— Extracted data entries —
'''

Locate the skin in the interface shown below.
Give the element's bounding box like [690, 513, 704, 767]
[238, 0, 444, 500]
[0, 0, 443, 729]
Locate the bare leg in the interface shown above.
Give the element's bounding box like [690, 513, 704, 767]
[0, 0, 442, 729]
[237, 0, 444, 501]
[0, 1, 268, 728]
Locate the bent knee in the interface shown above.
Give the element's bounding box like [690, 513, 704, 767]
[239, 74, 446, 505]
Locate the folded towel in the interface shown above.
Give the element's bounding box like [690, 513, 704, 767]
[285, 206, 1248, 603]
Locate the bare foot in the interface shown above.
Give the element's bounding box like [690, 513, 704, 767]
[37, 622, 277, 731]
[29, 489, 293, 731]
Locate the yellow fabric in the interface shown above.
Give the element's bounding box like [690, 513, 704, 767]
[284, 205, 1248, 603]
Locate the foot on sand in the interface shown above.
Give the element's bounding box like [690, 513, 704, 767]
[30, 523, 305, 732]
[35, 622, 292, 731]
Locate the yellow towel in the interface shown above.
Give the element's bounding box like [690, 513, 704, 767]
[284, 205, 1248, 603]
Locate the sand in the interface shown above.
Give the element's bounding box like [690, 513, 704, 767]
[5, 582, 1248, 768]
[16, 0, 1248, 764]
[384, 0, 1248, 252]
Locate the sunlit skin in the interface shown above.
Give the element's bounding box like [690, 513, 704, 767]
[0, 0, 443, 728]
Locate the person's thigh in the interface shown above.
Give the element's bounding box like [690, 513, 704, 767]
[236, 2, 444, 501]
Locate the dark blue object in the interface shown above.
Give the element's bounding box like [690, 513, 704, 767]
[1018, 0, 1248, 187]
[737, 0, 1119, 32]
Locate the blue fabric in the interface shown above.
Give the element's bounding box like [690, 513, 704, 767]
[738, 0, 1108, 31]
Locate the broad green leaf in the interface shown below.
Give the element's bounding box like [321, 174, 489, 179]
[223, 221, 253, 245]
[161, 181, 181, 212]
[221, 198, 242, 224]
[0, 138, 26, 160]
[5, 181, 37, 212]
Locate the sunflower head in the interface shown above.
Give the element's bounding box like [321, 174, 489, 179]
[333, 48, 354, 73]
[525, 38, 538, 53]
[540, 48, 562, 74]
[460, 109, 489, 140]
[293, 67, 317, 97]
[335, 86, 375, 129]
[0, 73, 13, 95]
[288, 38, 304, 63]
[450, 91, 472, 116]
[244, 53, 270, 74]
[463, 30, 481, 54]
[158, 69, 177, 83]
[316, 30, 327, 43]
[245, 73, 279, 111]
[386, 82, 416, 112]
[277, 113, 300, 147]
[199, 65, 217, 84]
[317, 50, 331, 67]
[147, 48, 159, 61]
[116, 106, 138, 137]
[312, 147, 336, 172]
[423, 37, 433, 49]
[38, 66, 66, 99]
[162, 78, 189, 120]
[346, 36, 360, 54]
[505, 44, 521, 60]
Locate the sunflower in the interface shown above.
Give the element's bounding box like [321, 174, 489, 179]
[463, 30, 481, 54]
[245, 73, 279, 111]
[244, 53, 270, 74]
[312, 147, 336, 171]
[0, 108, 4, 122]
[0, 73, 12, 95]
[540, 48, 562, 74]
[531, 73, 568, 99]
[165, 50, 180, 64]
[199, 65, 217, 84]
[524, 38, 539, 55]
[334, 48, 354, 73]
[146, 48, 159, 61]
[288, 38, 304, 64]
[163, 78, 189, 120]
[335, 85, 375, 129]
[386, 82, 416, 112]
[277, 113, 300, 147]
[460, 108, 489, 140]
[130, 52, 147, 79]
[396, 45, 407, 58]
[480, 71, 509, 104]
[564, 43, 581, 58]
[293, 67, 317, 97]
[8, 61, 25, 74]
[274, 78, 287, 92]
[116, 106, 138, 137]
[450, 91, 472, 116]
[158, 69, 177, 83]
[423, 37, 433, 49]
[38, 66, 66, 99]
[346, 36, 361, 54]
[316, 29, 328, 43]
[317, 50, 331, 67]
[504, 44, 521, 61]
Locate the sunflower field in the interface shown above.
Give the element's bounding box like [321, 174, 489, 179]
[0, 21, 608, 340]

'''

— What the exercise asks —
Copy out only the lines above from the one with "Locate the bent" to the one with "Locate the foot", inclusive, exactly as they stand.

— Answer section —
Locate the bent knee in the interface shown above.
Give the element's bounding box like [690, 513, 704, 767]
[239, 74, 446, 505]
Locate the folded towel in the interface shown above.
Give the element's bounding box like [690, 513, 704, 767]
[285, 206, 1248, 603]
Locate the bare foot in the interface shown above.
Give the element's bounding box like [690, 513, 704, 767]
[37, 622, 277, 731]
[29, 489, 293, 731]
Locate the yellow fabric in the interface shown above.
Give the element's bounding box like [690, 513, 704, 767]
[284, 205, 1248, 603]
Locate the foot on sand in the interface shown above.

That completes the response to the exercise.